-- start DATA SUPPLIED --
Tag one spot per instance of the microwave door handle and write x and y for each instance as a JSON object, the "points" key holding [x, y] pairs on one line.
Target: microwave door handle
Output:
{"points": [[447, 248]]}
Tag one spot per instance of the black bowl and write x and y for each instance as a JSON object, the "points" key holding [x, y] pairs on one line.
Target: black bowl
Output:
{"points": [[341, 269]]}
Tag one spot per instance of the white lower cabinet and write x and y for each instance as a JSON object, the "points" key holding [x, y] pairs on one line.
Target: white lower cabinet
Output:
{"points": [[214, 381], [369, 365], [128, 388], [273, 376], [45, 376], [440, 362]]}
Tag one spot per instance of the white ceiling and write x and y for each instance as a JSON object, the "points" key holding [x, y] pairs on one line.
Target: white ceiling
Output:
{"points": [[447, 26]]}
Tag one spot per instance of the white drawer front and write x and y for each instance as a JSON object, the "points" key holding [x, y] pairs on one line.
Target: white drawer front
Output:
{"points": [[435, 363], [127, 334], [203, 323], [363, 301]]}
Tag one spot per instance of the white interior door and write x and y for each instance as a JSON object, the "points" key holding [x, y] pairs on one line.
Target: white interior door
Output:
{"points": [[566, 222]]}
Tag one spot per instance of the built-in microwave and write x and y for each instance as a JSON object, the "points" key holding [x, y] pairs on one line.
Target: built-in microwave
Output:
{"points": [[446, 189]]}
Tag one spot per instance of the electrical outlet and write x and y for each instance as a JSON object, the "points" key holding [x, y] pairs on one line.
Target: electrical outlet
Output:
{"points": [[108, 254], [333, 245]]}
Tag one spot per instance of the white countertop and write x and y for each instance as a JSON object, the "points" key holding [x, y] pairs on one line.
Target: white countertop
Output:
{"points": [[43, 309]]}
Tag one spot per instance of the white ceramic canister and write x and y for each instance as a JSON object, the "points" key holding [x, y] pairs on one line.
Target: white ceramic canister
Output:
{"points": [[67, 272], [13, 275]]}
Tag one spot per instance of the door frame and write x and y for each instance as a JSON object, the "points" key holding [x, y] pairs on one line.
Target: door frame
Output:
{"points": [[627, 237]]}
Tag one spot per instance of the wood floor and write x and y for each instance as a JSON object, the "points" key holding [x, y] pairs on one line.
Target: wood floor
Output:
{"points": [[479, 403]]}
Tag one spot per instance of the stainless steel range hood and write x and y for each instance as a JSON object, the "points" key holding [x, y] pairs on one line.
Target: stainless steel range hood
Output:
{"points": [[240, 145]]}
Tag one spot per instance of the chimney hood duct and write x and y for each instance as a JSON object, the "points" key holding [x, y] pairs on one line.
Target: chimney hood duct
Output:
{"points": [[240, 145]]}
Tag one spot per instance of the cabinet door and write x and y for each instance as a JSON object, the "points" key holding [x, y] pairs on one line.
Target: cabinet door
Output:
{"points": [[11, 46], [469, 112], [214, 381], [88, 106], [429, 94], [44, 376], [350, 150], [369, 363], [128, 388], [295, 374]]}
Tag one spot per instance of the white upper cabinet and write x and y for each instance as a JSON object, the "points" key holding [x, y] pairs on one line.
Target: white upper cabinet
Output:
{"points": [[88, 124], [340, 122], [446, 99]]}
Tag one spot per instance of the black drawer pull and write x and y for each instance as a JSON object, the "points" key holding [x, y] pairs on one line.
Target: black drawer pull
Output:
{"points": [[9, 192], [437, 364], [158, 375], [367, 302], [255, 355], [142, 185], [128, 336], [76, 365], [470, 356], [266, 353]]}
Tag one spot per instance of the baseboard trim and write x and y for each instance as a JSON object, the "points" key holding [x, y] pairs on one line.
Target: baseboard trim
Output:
-- end DATA SUPPLIED --
** TASK DIRECTIONS **
Write out all of the data above again, switching every "Tag one spot" to "Mark one point" and keeping everything else the same.

** THE SOLUTION **
Mark one point per instance of the microwave door handle and write x and y for each instance as a JSON object, the "points" key holding [x, y] pairs on one line.
Target: microwave door handle
Output:
{"points": [[447, 248]]}
Mark one point per instance of the black bowl and write x and y for each instance as a JSON object, the "points" key holding [x, y] pairs on one line.
Target: black bowl
Output:
{"points": [[341, 269]]}
Mark one point per instance of the white lower cabinet and write x and y for each instance as a JSON object, the "points" key holding [x, y] pairs on one line.
Target: white lower cabinet
Output:
{"points": [[214, 381], [369, 365], [128, 388], [273, 376], [45, 376], [440, 362]]}
Mark one point per instance of the white ceiling and write x and y for each instance as a JSON object, the "points" key holding [x, y] pairs on one line.
Target: white ceiling
Output:
{"points": [[447, 26]]}
Mark one point per instance of the white drawer front and write x and y for each instance as a JSON object, the "points" key holding [x, y] pairs on one line.
Target: white drawer front
Output:
{"points": [[435, 363], [127, 334], [203, 323], [363, 301]]}
Mark one point per instance of the white interior door and write x and y for each instance as a JSON object, the "points" key holding [x, y] pairs on one line.
Target: white interior door
Output:
{"points": [[566, 222]]}
Mark one point per instance of the built-in microwave and write x and y for each instance as a JSON object, the "points" key holding [x, y] pairs on one line.
Target: built-in microwave
Output:
{"points": [[446, 189]]}
Mark one point per instance of the electrical outlet and write x and y for each instance as a JSON object, the "points" key holding [x, y] pairs on one line.
Target: electrical outlet
Output:
{"points": [[108, 254], [333, 245]]}
Mark one point per instance of the white countertop and write x and y for each instance as a JSON object, the "points" key holding [x, y] pairs on one line.
Target: white countertop
Output:
{"points": [[43, 309]]}
Mark one point per instance of the white ceramic canister and write x and y for each instance as a JSON object, the "points" key holding [x, y] pairs on one line.
Target: white ceramic canister
Output:
{"points": [[67, 272], [13, 275]]}
Mark one point per instance of the door frame and write x and y for each instance as a JSON object, the "points" key holding [x, y] pairs on one line.
Target: door frame
Output:
{"points": [[627, 237]]}
Mark one point per instance of the wood floor and write x and y for each instance as a JSON object, the "points" key holding [x, y] pairs on one line.
Target: wood floor
Output:
{"points": [[479, 403]]}
Mark one point per instance of the stainless steel range hood and write x and y for each instance as a JSON object, the "points" key holding [x, y] pairs on one line.
Target: stainless steel range hood
Output:
{"points": [[240, 145]]}
Mark one point per instance of the chimney hood duct and write x and y for each instance as a JSON object, the "points" key holding [x, y] pairs on one line.
Target: chimney hood duct
Output:
{"points": [[240, 145]]}
Mark one point per instance of the cabinet door and write x and y for each instance as a JSON object, the "points" key holding [x, y] pairs on one line.
Target: cabinet door
Output:
{"points": [[11, 46], [469, 112], [214, 381], [88, 106], [429, 94], [44, 376], [350, 150], [369, 363], [128, 388], [295, 374]]}
Mark one point per instance of the white upper cabinet and write x and y for each instance as a JSON object, the "points" key holding [x, y] pairs on one line.
Target: white upper cabinet
Output:
{"points": [[88, 124], [340, 122], [446, 99]]}
Mark one point per instance of the black drawer pull and write x and y for each instance as a JSON object, the "points" key holding [x, y] pairs on one line.
Target: black drawer pull
Output:
{"points": [[9, 192], [437, 364], [158, 375], [367, 302], [255, 355], [142, 185], [128, 336], [76, 365], [470, 356], [266, 353]]}
Mark one point per instance of the baseboard trim and write x and y for each instance as a JSON object, the "points" key holding [x, y] pairs on one line.
Target: baseboard trim
Output:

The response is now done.